#### Data to use

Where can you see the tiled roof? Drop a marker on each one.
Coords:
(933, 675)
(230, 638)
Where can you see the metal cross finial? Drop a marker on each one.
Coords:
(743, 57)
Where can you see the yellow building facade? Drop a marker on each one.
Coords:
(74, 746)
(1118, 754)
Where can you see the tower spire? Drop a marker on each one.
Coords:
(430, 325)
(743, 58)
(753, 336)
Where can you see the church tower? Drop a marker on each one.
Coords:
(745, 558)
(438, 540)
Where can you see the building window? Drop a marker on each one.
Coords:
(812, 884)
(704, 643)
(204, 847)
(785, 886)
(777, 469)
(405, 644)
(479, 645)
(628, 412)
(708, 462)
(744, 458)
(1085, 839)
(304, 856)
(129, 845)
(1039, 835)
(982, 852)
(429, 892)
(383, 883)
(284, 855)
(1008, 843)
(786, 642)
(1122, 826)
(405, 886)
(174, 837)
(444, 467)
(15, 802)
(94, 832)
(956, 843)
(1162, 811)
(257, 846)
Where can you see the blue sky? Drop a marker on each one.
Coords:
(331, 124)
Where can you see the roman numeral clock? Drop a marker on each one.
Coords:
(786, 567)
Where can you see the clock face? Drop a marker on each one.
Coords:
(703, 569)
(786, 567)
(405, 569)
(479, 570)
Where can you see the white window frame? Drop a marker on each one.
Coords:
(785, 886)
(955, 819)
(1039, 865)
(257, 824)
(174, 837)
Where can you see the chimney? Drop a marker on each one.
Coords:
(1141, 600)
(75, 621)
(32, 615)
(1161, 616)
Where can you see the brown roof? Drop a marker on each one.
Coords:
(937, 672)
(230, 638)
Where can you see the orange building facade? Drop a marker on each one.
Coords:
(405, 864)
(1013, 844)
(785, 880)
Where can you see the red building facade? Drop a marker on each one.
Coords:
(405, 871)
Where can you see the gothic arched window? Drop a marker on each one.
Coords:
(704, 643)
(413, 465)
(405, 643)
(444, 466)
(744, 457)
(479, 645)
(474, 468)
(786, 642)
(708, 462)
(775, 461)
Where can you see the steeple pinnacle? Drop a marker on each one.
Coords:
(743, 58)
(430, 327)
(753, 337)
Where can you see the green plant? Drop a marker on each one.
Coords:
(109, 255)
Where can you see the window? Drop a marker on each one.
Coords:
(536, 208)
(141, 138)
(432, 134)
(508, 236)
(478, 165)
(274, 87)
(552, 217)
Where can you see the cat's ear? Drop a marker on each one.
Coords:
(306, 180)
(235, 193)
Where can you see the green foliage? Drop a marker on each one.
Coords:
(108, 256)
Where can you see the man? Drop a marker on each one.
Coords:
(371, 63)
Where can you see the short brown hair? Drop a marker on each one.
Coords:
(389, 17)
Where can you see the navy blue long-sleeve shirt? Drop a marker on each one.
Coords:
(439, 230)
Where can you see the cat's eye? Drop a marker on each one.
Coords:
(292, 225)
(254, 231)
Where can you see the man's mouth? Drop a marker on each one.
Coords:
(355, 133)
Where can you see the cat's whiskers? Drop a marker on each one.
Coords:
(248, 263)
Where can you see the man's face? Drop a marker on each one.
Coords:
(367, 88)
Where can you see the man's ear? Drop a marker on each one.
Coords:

########

Required action:
Looking at the records above, count the lines with the word "building" in them; reply with the number only.

Exercise answer:
4